YOUR ASSIGNMENT> Exact reproduction of the following data is required.

DATASET RECORDS>
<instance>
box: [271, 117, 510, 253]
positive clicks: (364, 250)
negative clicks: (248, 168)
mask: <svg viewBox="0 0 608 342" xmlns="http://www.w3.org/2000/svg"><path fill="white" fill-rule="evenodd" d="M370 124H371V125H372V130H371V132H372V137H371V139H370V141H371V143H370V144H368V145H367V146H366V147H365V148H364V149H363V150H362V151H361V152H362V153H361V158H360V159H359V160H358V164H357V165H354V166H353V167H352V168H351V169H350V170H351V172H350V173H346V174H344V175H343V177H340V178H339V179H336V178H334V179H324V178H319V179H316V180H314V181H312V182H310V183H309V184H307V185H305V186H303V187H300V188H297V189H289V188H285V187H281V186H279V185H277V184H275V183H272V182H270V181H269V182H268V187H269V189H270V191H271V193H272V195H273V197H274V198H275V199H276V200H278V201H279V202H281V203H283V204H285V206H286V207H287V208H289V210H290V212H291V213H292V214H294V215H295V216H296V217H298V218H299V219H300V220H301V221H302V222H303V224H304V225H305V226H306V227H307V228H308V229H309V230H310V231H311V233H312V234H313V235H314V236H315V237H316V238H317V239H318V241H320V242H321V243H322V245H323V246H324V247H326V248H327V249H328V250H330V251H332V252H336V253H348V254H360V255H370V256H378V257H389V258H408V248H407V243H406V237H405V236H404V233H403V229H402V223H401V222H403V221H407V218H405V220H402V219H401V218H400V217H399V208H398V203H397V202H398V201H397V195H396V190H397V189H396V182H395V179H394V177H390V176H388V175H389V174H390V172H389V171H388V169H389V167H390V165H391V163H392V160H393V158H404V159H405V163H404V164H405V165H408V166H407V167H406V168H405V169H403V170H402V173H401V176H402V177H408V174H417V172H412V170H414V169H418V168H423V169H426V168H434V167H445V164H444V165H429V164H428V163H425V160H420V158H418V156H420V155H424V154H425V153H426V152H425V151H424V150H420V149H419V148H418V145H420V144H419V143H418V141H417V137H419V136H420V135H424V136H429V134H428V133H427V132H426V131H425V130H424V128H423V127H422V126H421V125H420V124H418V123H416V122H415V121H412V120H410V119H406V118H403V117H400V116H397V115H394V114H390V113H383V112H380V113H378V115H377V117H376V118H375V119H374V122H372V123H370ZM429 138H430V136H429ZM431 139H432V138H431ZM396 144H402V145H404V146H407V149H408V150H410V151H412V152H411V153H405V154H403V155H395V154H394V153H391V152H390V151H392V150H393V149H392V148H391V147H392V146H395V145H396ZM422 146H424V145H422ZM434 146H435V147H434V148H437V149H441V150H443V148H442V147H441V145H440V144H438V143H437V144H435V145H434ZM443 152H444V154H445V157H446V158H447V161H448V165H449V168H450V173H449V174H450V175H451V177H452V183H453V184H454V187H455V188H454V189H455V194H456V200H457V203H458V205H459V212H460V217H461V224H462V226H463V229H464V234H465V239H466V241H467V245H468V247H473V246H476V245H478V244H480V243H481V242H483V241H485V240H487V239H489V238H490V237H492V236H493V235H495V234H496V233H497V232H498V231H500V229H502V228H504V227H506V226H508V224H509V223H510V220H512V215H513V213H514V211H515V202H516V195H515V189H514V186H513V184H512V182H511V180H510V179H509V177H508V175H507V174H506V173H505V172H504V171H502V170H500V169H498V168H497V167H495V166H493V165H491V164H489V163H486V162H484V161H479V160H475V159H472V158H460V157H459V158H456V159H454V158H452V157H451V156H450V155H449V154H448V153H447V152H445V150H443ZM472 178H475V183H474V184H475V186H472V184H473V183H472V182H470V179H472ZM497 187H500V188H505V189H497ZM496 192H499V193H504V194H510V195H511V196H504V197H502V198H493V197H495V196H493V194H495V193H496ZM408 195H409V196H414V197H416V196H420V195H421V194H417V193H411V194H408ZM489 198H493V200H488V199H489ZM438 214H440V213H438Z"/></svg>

EXERCISE ANSWER>
<instance>
box: [271, 117, 510, 253]
positive clicks: (364, 250)
negative clicks: (248, 168)
mask: <svg viewBox="0 0 608 342" xmlns="http://www.w3.org/2000/svg"><path fill="white" fill-rule="evenodd" d="M370 124H371V125H372V130H371V132H372V137H371V139H370V141H371V143H370V144H368V145H367V146H366V147H365V148H364V149H363V150H362V151H361V152H362V153H361V158H360V159H359V160H358V164H357V165H354V166H353V167H352V168H351V169H350V170H351V172H350V173H346V174H344V175H343V177H340V178H339V179H336V178H334V179H324V178H319V179H316V180H314V181H312V182H310V183H309V184H307V185H305V186H303V187H300V188H297V189H289V188H285V187H281V186H279V185H277V184H275V183H272V182H270V181H269V182H268V187H269V189H270V191H271V193H272V195H273V197H274V198H275V199H276V200H278V201H279V202H281V203H283V204H285V206H286V207H287V208H289V210H290V212H291V213H292V214H294V215H295V216H296V217H298V218H299V219H300V220H301V221H302V222H303V224H304V225H305V226H306V227H307V228H308V229H309V230H310V231H311V233H312V234H313V235H314V236H315V237H316V238H317V239H318V241H320V242H321V243H322V245H323V246H324V247H326V248H327V249H328V250H330V251H332V252H336V253H348V254H360V255H370V256H378V257H389V258H408V248H407V243H406V237H405V236H404V233H403V229H402V223H401V222H403V221H407V218H405V220H402V219H401V218H400V217H399V208H398V203H397V202H398V201H397V195H396V190H397V189H396V182H395V179H394V177H390V176H388V175H389V174H390V172H389V171H388V169H389V167H390V165H391V163H392V160H393V158H404V159H405V163H404V164H405V165H408V166H407V167H406V168H405V169H403V170H402V173H401V176H402V177H408V174H417V172H412V170H414V169H418V168H423V169H426V168H434V167H445V164H444V165H429V164H428V163H425V160H420V158H418V156H420V155H424V154H425V153H426V152H425V151H424V150H420V149H419V148H418V145H420V144H419V143H418V141H417V137H419V136H420V135H424V136H429V134H428V133H427V132H426V131H425V130H424V128H423V127H422V126H421V125H420V124H418V123H416V122H415V121H412V120H410V119H406V118H403V117H400V116H397V115H394V114H390V113H383V112H380V113H378V115H377V117H376V118H375V119H374V122H372V123H370ZM429 138H430V136H429ZM431 139H432V138H431ZM396 144H402V145H404V146H407V149H408V150H410V151H412V152H411V153H405V154H403V155H395V154H394V153H391V152H390V151H392V150H393V149H392V148H391V147H392V146H395V145H396ZM422 146H424V145H422ZM434 146H435V147H434V148H437V149H441V150H443V148H442V147H441V145H440V144H438V143H437V144H435V145H434ZM443 152H444V154H445V157H446V158H447V161H448V165H449V168H450V173H449V174H450V175H451V177H452V183H453V184H454V187H455V188H454V189H455V194H456V200H457V203H458V205H459V212H460V217H461V224H462V226H463V229H464V234H465V239H466V241H467V245H468V247H473V246H476V245H478V244H480V243H481V242H483V241H485V240H487V239H489V238H490V237H492V236H493V235H495V234H496V233H497V232H498V231H500V229H502V228H504V227H506V226H508V224H509V223H510V220H512V215H513V213H514V211H515V202H516V195H515V189H514V186H513V184H512V182H511V180H510V179H509V177H508V175H507V174H506V173H505V172H504V171H502V170H500V169H498V168H497V167H495V166H493V165H491V164H489V163H486V162H484V161H479V160H475V159H472V158H460V157H459V158H456V159H454V158H452V157H451V156H450V155H449V154H448V153H447V152H445V150H443ZM472 178H475V183H474V184H475V186H472V184H473V183H472V182H470V179H472ZM497 187H500V188H505V189H497ZM496 192H499V193H504V194H510V195H511V196H504V197H502V198H493V197H495V196H493V194H495V193H496ZM408 195H409V196H414V197H416V196H420V195H421V194H417V193H411V194H408ZM489 198H493V200H488V199H489ZM438 214H440V213H438Z"/></svg>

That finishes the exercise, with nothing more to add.